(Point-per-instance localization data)
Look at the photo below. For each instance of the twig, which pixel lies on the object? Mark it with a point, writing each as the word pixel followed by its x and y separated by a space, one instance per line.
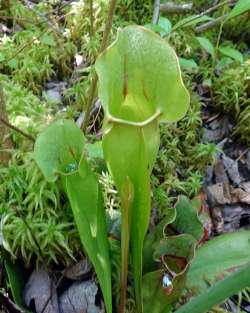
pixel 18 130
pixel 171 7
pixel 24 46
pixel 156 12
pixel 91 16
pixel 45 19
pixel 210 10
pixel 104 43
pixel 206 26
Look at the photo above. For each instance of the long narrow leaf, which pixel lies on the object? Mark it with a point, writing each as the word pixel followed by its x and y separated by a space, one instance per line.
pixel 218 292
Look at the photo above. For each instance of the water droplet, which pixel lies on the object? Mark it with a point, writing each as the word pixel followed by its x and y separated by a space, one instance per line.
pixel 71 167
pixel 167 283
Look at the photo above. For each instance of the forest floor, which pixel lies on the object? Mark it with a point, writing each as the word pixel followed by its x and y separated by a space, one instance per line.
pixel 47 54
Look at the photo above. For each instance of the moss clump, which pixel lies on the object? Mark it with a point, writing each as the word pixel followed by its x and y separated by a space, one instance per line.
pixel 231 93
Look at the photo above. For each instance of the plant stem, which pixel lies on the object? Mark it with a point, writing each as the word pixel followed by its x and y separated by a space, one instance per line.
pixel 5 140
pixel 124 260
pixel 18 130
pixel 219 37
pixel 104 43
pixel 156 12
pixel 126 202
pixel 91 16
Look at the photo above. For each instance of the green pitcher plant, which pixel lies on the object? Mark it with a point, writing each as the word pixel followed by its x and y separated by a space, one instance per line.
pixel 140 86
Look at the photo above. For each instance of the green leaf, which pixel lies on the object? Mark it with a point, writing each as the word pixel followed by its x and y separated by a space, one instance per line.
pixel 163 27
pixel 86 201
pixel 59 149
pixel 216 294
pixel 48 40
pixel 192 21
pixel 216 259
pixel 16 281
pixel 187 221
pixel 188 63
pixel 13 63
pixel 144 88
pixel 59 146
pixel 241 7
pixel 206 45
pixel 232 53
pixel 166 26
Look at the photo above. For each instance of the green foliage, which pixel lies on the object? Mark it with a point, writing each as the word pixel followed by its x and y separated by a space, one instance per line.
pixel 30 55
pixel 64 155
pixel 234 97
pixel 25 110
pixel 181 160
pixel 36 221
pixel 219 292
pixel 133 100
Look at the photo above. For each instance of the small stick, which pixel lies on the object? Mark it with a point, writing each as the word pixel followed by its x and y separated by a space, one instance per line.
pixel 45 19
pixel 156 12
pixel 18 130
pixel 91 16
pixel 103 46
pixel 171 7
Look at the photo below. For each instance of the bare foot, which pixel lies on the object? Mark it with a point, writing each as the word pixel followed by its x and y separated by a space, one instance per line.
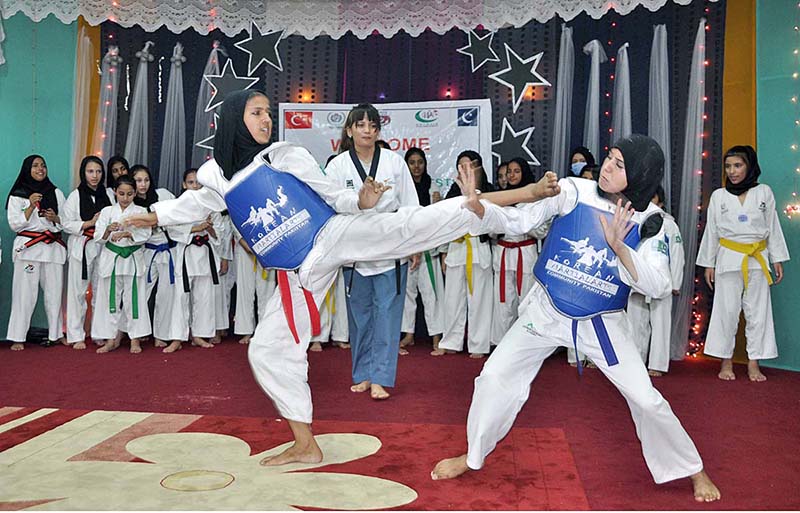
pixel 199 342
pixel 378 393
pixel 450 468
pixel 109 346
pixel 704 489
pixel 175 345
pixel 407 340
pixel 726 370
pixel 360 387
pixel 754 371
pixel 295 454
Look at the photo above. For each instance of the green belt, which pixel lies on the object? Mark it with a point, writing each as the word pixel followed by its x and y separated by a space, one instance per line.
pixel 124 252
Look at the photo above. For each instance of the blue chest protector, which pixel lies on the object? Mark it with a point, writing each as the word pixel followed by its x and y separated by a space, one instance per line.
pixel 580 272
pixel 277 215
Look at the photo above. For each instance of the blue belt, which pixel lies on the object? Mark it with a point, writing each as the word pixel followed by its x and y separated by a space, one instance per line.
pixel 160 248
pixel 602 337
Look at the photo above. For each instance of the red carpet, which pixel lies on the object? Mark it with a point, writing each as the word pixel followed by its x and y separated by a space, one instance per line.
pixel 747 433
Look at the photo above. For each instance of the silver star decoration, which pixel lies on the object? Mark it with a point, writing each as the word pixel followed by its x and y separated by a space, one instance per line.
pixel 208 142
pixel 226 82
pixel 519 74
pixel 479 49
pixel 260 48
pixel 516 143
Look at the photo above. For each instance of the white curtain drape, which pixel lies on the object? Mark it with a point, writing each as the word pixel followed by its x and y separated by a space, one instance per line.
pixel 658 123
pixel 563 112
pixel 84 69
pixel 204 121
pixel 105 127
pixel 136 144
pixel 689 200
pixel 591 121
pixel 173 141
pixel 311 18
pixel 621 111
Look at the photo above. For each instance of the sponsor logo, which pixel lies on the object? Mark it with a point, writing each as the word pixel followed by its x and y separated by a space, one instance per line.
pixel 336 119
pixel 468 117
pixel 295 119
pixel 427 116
...
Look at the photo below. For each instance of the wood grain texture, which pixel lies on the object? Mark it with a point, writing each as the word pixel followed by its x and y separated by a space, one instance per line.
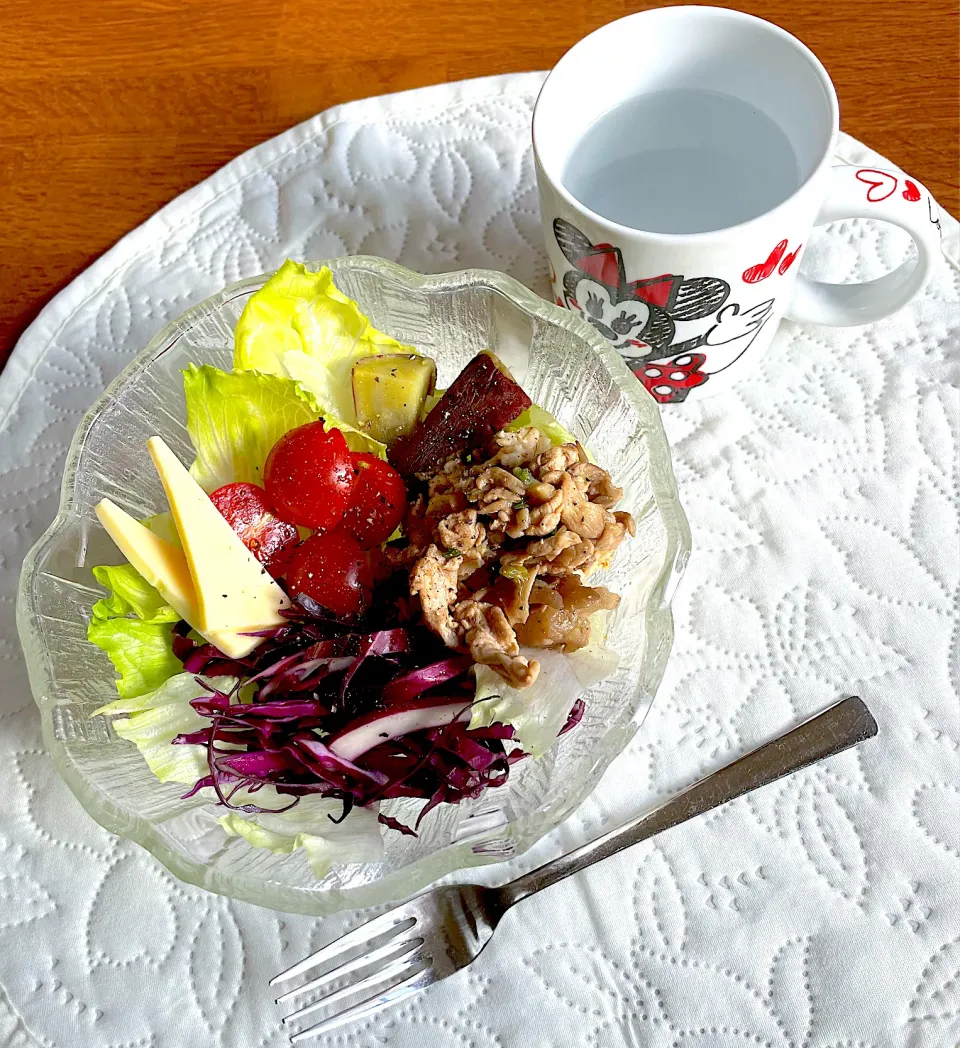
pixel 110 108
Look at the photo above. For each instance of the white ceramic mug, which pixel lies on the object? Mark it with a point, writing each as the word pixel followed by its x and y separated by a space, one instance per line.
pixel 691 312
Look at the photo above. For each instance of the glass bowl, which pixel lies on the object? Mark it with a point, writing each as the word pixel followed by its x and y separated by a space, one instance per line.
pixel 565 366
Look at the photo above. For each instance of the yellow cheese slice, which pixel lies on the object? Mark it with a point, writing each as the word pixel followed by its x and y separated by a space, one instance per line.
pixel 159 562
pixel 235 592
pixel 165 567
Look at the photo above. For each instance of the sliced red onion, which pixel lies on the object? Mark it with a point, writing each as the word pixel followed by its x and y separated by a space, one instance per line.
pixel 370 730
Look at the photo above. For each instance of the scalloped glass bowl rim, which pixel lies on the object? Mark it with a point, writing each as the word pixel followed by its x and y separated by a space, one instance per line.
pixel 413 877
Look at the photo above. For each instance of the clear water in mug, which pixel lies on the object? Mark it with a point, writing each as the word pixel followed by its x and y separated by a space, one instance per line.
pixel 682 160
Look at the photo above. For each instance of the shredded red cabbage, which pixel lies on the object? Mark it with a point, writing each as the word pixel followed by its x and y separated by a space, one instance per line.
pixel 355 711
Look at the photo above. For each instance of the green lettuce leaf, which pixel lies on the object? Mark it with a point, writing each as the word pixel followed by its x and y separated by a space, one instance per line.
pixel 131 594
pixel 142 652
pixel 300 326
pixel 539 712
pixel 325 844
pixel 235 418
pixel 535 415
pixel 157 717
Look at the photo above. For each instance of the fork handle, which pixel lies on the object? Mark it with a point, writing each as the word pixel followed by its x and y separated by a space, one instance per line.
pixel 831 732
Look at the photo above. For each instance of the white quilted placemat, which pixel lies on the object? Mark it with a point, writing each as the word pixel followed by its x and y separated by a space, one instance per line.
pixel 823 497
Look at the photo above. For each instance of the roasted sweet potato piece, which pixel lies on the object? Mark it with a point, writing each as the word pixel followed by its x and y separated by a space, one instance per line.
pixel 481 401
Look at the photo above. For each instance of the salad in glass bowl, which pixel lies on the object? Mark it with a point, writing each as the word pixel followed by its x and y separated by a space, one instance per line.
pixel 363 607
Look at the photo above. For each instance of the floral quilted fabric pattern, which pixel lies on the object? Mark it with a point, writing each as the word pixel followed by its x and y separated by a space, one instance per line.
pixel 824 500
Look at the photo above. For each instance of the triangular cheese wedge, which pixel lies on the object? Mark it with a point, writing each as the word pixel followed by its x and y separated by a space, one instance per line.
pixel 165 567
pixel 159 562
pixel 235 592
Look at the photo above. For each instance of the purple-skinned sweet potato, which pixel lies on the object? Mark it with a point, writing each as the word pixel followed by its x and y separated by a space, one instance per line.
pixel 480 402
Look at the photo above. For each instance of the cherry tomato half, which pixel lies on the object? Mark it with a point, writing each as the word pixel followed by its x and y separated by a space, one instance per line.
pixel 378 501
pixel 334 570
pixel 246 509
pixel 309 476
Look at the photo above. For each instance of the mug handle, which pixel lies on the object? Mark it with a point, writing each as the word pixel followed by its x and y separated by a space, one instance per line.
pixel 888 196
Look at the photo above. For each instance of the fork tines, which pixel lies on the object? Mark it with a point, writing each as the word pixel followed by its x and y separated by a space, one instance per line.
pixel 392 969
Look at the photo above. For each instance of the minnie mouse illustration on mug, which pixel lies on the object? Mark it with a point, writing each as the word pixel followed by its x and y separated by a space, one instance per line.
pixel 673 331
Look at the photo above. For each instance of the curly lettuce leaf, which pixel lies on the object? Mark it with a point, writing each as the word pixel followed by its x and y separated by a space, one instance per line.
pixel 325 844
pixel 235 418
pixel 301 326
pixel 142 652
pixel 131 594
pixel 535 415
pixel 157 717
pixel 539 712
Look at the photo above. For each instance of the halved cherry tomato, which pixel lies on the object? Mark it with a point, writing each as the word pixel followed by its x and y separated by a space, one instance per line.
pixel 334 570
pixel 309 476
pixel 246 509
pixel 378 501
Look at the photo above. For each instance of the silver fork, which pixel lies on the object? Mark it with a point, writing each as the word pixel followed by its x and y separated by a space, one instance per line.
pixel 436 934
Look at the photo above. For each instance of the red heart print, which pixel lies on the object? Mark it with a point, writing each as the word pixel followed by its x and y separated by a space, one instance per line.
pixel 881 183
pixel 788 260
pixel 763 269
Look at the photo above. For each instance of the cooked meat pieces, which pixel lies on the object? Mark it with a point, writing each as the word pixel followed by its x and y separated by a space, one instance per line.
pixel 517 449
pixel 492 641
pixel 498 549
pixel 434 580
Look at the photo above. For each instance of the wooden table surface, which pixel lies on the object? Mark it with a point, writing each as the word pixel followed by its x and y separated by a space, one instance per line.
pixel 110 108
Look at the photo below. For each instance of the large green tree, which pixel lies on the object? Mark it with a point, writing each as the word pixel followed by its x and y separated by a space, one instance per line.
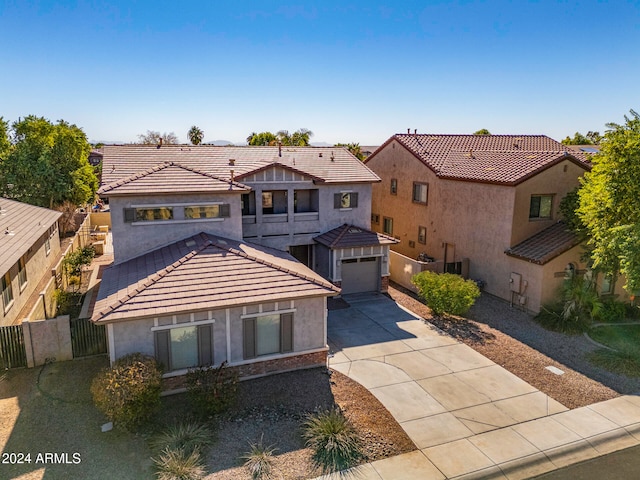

WHAT YOU ARE ASKED TO DO: Of the entries listed above, reproduce only the lines starting at the line containing "silver fork, which" and ending at the line containing "Look at the photo below. For each instance of the large". Include both, exactly as they stand.

RESULT OF THE EXERCISE:
Look at the photo above. For each instance of the silver fork, which pixel lies on the object? Mark it with a point, writing each as the word pixel followed by its x and y separated by a space, one instance per line.
pixel 436 934
Look at the photo above. For each instance of the red heart print, which pixel lies on the object? Mark it with a point, writing each as the word pixel followed by its x and y separated by a space, one instance per line.
pixel 881 183
pixel 788 260
pixel 763 269
Look at the photo above. For each instance of the cooked meat pieces, which pixel lies on the object? Mark it with a point, writing each as the word pixel followed by its x and y separated by a space, one instance per line.
pixel 517 449
pixel 492 641
pixel 498 549
pixel 434 580
Look at the photo above. For each instance of the wooden table surface, which pixel lies on the object? Mark it with a point, writing each as the word pixel followed by its x and y separated by a space, one instance per line.
pixel 110 108
Look at the photo below. For each instance of the large green tree, which pixel lies on the object? Mark it with a point, writing each as the word pixel followed by its x and y separated by a space, one instance per line.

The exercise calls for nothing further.